Short task
Your task is to restate the data word for word.

Start Stored rows

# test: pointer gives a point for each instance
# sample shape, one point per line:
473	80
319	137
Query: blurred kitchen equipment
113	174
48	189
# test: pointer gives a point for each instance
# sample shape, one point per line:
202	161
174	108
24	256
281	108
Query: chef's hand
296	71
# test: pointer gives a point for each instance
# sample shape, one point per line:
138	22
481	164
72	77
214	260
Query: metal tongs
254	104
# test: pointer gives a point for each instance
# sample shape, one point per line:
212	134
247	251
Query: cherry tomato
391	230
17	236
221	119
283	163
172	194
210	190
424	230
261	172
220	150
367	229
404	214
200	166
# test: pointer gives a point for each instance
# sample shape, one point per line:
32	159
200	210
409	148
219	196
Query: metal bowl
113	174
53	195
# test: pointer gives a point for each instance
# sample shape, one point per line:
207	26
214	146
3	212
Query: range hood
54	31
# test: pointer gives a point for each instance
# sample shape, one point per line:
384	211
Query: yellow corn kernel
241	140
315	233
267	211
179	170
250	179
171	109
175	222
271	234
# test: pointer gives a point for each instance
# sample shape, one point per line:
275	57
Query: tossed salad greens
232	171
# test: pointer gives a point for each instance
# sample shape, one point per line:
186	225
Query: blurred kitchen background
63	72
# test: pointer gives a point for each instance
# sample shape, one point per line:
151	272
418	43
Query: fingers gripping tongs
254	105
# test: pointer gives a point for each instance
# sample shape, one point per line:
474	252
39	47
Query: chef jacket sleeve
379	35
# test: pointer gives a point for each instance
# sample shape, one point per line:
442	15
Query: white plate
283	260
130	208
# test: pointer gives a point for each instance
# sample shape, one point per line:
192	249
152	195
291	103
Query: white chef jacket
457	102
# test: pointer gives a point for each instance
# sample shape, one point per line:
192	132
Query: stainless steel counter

End Stored rows

Worked answer
# test: pointer gives a point for each instance
# sample shape, one point per line:
473	80
319	137
Query: blurred kitchen equipment
113	174
48	189
# test: pointer gives a point for each instance
# sample shape, one point per line:
202	161
174	108
24	256
281	108
Query: chef's hand
296	71
# test: pointer gives a point for each instance
# sample shape, one point per line:
138	22
481	164
72	77
214	260
Query: metal tongs
254	104
# test: pointer gives a point for each instance
# sample shape, one point per line:
212	134
247	251
Query: cherry tomato
391	230
17	236
221	119
283	163
172	194
210	190
424	230
261	172
220	150
367	229
404	214
200	166
# test: pointer gives a point for each instance
# sample shape, one point per line:
32	159
200	210
409	148
219	196
Query: metal bowl
113	174
53	195
# test: pointer gives a point for each instance
# sample shape, one point per line:
207	26
214	146
3	212
Query: range hood
54	31
# test: pointer gives a point for each instance
# sample shape, one point per line:
384	211
Query: yellow corn kernel
241	140
315	233
267	211
179	170
250	179
171	109
175	222
271	234
# test: pointer gives a point for each instance
# sample shape, one point per line:
275	57
Query: tossed salad greens
232	171
# test: pointer gives a point for each instance
# sample shape, one point per line:
186	225
Query: blurred kitchen background
63	72
# test: pointer gives a point for each instance
# sample shape, one point per line:
151	272
418	43
Query: fingers gripping tongs
254	105
# test: pointer gives a point for each instance
# sample shape, one point per line:
474	252
39	47
Query: chef jacket sleeve
379	35
# test: pointer gives a point for each instance
# sample shape, one point per line:
442	15
Query: white plate
283	260
130	208
# test: pointer gives a point for each instance
# sample shape, one point per line:
192	249
152	195
291	103
Query: white chef jacket
457	102
# test: pointer gives a point for each instance
# sample shape, one point per line:
192	132
Query: stainless steel counter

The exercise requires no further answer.